### Given instruction
Arrange every line of the listing below as a JSON list of strings, one string per line, skipping blank lines and leaving out the pictures.

--- BEGIN ---

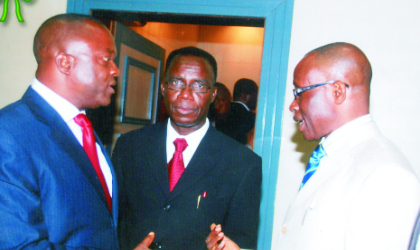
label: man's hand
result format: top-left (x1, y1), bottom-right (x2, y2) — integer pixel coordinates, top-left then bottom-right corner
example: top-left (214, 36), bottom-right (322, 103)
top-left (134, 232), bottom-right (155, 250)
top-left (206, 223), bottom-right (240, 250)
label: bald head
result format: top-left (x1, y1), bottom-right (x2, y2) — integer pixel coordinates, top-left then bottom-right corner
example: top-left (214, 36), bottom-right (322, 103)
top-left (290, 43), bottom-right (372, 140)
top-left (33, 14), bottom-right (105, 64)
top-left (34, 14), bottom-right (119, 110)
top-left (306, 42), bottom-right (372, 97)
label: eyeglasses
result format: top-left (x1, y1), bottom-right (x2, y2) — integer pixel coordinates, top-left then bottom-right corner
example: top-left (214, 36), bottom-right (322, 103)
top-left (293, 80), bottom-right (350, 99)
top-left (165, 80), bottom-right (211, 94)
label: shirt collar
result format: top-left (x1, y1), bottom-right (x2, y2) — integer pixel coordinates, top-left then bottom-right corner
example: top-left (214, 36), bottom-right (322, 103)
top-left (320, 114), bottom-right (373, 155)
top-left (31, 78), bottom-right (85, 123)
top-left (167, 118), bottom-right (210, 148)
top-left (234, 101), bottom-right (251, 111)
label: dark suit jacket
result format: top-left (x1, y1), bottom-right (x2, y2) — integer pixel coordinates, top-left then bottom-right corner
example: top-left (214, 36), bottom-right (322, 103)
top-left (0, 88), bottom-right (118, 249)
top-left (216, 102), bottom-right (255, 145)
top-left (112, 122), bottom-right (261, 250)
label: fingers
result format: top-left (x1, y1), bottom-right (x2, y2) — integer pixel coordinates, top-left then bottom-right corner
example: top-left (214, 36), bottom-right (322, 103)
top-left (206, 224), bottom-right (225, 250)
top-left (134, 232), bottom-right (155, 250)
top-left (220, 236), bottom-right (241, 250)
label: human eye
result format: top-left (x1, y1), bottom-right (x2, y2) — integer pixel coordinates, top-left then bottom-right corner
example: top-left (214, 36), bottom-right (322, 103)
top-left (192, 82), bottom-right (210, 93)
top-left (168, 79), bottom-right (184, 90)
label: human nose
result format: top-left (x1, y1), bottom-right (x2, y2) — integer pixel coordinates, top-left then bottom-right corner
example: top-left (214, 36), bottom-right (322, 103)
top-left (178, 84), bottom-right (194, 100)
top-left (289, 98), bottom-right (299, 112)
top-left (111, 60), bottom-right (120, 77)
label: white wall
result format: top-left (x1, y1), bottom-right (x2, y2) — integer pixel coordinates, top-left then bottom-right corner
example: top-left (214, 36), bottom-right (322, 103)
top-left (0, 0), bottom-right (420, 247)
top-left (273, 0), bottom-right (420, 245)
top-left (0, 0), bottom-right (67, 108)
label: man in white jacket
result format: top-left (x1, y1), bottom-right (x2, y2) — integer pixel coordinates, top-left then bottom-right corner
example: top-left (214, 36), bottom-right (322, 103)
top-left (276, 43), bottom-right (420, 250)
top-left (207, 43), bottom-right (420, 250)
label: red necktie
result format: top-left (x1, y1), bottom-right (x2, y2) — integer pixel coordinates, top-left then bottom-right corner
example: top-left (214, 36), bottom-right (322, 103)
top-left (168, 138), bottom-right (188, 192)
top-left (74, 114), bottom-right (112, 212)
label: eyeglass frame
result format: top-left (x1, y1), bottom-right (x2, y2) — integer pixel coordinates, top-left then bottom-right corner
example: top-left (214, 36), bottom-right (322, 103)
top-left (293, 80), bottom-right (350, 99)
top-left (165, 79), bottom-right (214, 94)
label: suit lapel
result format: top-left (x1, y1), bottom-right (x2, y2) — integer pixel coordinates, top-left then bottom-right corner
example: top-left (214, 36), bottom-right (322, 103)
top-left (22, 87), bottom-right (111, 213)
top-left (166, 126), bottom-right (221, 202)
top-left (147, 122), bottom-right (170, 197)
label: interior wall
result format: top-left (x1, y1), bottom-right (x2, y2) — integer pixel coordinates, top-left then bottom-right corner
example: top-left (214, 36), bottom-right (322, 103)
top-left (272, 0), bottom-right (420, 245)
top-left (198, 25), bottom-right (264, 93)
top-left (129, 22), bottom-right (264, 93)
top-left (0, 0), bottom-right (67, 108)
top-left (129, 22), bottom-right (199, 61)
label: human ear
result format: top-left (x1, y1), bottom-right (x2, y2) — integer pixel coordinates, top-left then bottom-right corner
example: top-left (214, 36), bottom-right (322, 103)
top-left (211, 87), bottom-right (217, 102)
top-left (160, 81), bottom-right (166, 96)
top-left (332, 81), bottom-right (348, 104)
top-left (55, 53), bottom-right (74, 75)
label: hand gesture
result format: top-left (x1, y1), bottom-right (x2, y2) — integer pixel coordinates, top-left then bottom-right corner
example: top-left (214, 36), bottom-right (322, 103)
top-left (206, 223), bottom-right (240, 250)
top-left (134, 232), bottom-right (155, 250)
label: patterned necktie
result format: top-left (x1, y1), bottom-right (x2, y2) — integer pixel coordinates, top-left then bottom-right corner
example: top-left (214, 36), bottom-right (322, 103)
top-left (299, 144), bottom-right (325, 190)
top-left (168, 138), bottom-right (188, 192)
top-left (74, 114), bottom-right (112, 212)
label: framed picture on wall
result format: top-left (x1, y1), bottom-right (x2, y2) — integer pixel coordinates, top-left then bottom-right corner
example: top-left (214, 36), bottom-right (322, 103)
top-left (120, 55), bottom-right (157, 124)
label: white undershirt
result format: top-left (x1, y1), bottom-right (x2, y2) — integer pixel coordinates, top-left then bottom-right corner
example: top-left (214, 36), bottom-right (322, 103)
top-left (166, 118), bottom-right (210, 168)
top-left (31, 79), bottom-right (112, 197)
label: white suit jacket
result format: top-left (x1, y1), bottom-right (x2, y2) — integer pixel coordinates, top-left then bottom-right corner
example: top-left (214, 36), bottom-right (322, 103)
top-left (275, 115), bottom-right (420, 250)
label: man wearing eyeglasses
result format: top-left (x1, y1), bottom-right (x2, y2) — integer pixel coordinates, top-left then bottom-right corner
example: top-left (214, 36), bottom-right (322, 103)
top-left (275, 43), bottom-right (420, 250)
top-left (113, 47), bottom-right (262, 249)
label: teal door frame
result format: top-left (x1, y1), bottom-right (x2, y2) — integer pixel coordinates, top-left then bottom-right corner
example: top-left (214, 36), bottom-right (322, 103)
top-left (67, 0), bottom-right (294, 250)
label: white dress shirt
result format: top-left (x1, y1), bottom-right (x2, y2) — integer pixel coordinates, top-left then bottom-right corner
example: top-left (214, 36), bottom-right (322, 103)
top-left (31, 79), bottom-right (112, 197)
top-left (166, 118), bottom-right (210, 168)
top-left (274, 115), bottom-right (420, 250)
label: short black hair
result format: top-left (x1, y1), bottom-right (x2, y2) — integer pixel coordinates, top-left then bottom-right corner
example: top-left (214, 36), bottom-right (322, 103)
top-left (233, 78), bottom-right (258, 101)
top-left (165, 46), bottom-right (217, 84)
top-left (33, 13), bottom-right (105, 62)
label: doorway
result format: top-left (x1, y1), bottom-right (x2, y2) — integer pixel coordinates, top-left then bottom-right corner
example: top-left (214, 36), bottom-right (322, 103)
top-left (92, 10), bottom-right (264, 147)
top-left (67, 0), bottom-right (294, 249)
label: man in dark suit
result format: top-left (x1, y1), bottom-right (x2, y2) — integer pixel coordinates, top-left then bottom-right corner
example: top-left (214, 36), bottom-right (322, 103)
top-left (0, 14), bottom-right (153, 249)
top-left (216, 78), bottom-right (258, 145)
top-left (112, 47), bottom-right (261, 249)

--- END ---

### Exercise result
[
  "label: man's hand",
  "result format: top-left (x1, y1), bottom-right (x2, y2) — integer pixel coordinates, top-left then bottom-right corner",
  "example: top-left (214, 36), bottom-right (322, 103)",
  "top-left (134, 232), bottom-right (155, 250)",
  "top-left (206, 223), bottom-right (240, 250)",
  "label: bald head",
  "result format: top-left (x1, y1), bottom-right (x2, y2) — integer pixel coordinates, top-left then bottom-right corner",
  "example: top-left (214, 36), bottom-right (322, 103)",
  "top-left (290, 43), bottom-right (372, 140)",
  "top-left (33, 14), bottom-right (105, 64)",
  "top-left (34, 14), bottom-right (119, 110)",
  "top-left (306, 42), bottom-right (372, 97)",
  "label: eyeglasses",
  "result format: top-left (x1, y1), bottom-right (x2, y2) — integer pixel coordinates, top-left then bottom-right corner",
  "example: top-left (214, 36), bottom-right (322, 103)",
  "top-left (293, 80), bottom-right (350, 99)",
  "top-left (165, 80), bottom-right (211, 94)",
  "label: shirt collar",
  "result format: top-left (x1, y1), bottom-right (x2, y2) — integer pixel coordinates, top-left then bottom-right corner",
  "example: top-left (214, 36), bottom-right (322, 103)",
  "top-left (320, 114), bottom-right (373, 155)",
  "top-left (31, 78), bottom-right (85, 123)",
  "top-left (167, 118), bottom-right (210, 148)",
  "top-left (234, 101), bottom-right (251, 111)",
  "label: dark suit jacket",
  "result format: top-left (x1, y1), bottom-right (x2, y2) — integer pixel coordinates, top-left then bottom-right corner",
  "example: top-left (214, 36), bottom-right (322, 103)",
  "top-left (0, 88), bottom-right (118, 249)",
  "top-left (216, 102), bottom-right (255, 145)",
  "top-left (112, 122), bottom-right (261, 250)",
  "label: fingers",
  "result format: top-left (x1, y1), bottom-right (x2, y2) — integer pixel coordinates, top-left then bottom-right corner",
  "example: top-left (214, 36), bottom-right (322, 103)",
  "top-left (206, 224), bottom-right (225, 250)",
  "top-left (134, 232), bottom-right (155, 250)",
  "top-left (220, 236), bottom-right (241, 250)",
  "label: human eye",
  "result format: top-left (x1, y1), bottom-right (x2, y2) — integer pixel coordinates, top-left then bottom-right corner",
  "example: top-left (214, 36), bottom-right (322, 103)",
  "top-left (192, 82), bottom-right (210, 93)",
  "top-left (168, 79), bottom-right (184, 90)",
  "label: human nose",
  "result format: top-left (x1, y1), bottom-right (x2, y2) — integer pixel coordinates, top-left then bottom-right corner",
  "example: top-left (214, 36), bottom-right (322, 103)",
  "top-left (178, 84), bottom-right (194, 100)",
  "top-left (289, 98), bottom-right (299, 112)",
  "top-left (111, 60), bottom-right (120, 77)",
  "label: white wall",
  "result format: top-left (x1, y1), bottom-right (x2, y2) — integer pixel coordinates, top-left then bottom-right corner",
  "example: top-left (214, 36), bottom-right (322, 103)",
  "top-left (0, 0), bottom-right (420, 247)",
  "top-left (273, 0), bottom-right (420, 245)",
  "top-left (0, 0), bottom-right (67, 108)",
  "label: man in white jacket",
  "result format: top-left (x1, y1), bottom-right (x2, y2) — integer pixel coordinates, top-left then bottom-right corner",
  "example: top-left (214, 36), bottom-right (322, 103)",
  "top-left (276, 43), bottom-right (420, 250)",
  "top-left (207, 43), bottom-right (420, 250)",
  "label: red necktie",
  "result format: top-left (x1, y1), bottom-right (x2, y2) — integer pixel coordinates, top-left then bottom-right corner",
  "example: top-left (214, 36), bottom-right (322, 103)",
  "top-left (168, 138), bottom-right (188, 192)",
  "top-left (74, 114), bottom-right (112, 212)",
  "label: eyeglass frame",
  "result format: top-left (x1, y1), bottom-right (x2, y2) — integer pixel coordinates, top-left then bottom-right corner",
  "example: top-left (214, 36), bottom-right (322, 103)",
  "top-left (293, 80), bottom-right (350, 99)",
  "top-left (165, 79), bottom-right (214, 94)",
  "label: suit lapel",
  "result format: top-left (x1, y1), bottom-right (x2, y2) — integer pixel coordinates, top-left then bottom-right corner",
  "example: top-left (214, 36), bottom-right (322, 103)",
  "top-left (22, 87), bottom-right (111, 213)",
  "top-left (166, 126), bottom-right (221, 202)",
  "top-left (147, 122), bottom-right (170, 197)",
  "label: interior wall",
  "result format: top-left (x1, y1), bottom-right (x2, y2) — integer pixel coordinates, top-left then bottom-right corner",
  "example: top-left (214, 36), bottom-right (322, 103)",
  "top-left (272, 0), bottom-right (420, 245)",
  "top-left (198, 25), bottom-right (264, 93)",
  "top-left (129, 22), bottom-right (264, 93)",
  "top-left (0, 0), bottom-right (67, 108)",
  "top-left (129, 22), bottom-right (199, 61)",
  "label: human ear",
  "result format: top-left (x1, y1), bottom-right (x2, y2) — integer pixel coordinates, top-left then bottom-right corner",
  "example: top-left (214, 36), bottom-right (322, 103)",
  "top-left (211, 87), bottom-right (217, 102)",
  "top-left (160, 81), bottom-right (166, 96)",
  "top-left (332, 81), bottom-right (348, 104)",
  "top-left (55, 53), bottom-right (74, 75)",
  "label: hand gesture",
  "result format: top-left (x1, y1), bottom-right (x2, y2) — integer pixel coordinates, top-left then bottom-right corner",
  "example: top-left (214, 36), bottom-right (322, 103)",
  "top-left (206, 223), bottom-right (240, 250)",
  "top-left (134, 232), bottom-right (155, 250)",
  "label: patterned necktie",
  "result format: top-left (x1, y1), bottom-right (x2, y2) — integer pixel coordinates, top-left then bottom-right corner",
  "example: top-left (214, 36), bottom-right (322, 103)",
  "top-left (299, 144), bottom-right (325, 190)",
  "top-left (168, 138), bottom-right (188, 192)",
  "top-left (74, 114), bottom-right (112, 212)",
  "label: framed picture on wall",
  "result format: top-left (x1, y1), bottom-right (x2, y2) — integer pixel coordinates, top-left then bottom-right corner",
  "example: top-left (214, 36), bottom-right (322, 103)",
  "top-left (120, 55), bottom-right (157, 124)",
  "label: white undershirt",
  "result format: top-left (x1, y1), bottom-right (x2, y2) — integer pixel coordinates, top-left then bottom-right corner",
  "example: top-left (214, 36), bottom-right (322, 103)",
  "top-left (166, 118), bottom-right (210, 168)",
  "top-left (31, 79), bottom-right (112, 197)",
  "label: white suit jacket",
  "result format: top-left (x1, y1), bottom-right (x2, y2) — integer pixel coordinates, top-left then bottom-right corner",
  "example: top-left (214, 36), bottom-right (322, 103)",
  "top-left (275, 115), bottom-right (420, 250)",
  "label: man wearing eyeglasses",
  "result format: top-left (x1, y1), bottom-right (x2, y2) — integer pixel coordinates, top-left then bottom-right corner",
  "example: top-left (214, 36), bottom-right (322, 103)",
  "top-left (275, 43), bottom-right (420, 250)",
  "top-left (113, 47), bottom-right (262, 249)",
  "label: teal door frame",
  "result format: top-left (x1, y1), bottom-right (x2, y2) — integer pixel coordinates, top-left then bottom-right corner",
  "example: top-left (214, 36), bottom-right (322, 103)",
  "top-left (67, 0), bottom-right (294, 250)",
  "label: white dress shirt",
  "result format: top-left (x1, y1), bottom-right (x2, y2) — integer pixel coordinates, top-left then bottom-right corner",
  "example: top-left (214, 36), bottom-right (322, 103)",
  "top-left (31, 79), bottom-right (112, 197)",
  "top-left (166, 118), bottom-right (210, 168)",
  "top-left (274, 115), bottom-right (420, 250)",
  "label: short black hair",
  "result format: top-left (x1, y1), bottom-right (x2, y2) — integer pixel coordinates, top-left then bottom-right corner",
  "example: top-left (214, 36), bottom-right (322, 103)",
  "top-left (233, 78), bottom-right (258, 101)",
  "top-left (165, 46), bottom-right (217, 84)",
  "top-left (33, 13), bottom-right (105, 62)",
  "label: doorway",
  "result format: top-left (x1, y1), bottom-right (x2, y2) — integer pixel coordinates, top-left then bottom-right corner",
  "example: top-left (214, 36), bottom-right (322, 103)",
  "top-left (92, 10), bottom-right (264, 147)",
  "top-left (67, 0), bottom-right (294, 249)",
  "label: man in dark suit",
  "result format: top-left (x1, y1), bottom-right (x2, y2) — integer pixel coordinates, top-left then bottom-right corner",
  "example: top-left (214, 36), bottom-right (322, 103)",
  "top-left (0, 14), bottom-right (153, 249)",
  "top-left (216, 78), bottom-right (258, 145)",
  "top-left (112, 47), bottom-right (261, 249)"
]